To do →
The expected output is the full data, repeated exactly, without pictures.

(Material supplied)

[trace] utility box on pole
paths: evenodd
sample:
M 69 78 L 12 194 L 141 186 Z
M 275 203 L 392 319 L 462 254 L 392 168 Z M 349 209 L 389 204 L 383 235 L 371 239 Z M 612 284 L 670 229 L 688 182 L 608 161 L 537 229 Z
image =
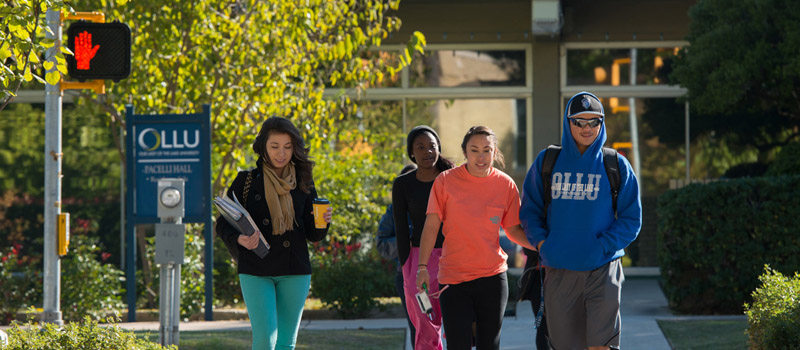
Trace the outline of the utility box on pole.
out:
M 184 180 L 158 180 L 158 217 L 156 224 L 156 264 L 161 265 L 159 276 L 158 339 L 162 346 L 180 342 L 181 264 L 184 257 Z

(End Material supplied)

Task answer →
[trace] utility box on pole
paths: evenodd
sample:
M 69 78 L 12 194 L 141 186 Z
M 275 203 L 392 319 L 462 254 L 392 168 Z M 349 209 L 389 204 L 383 235 L 371 239 Z M 612 284 L 670 229 L 688 182 L 608 161 L 537 229 Z
image =
Trace the outline of the utility box on pole.
out:
M 184 180 L 158 180 L 158 217 L 156 224 L 156 264 L 161 265 L 159 276 L 158 339 L 162 346 L 180 342 L 181 264 L 184 257 Z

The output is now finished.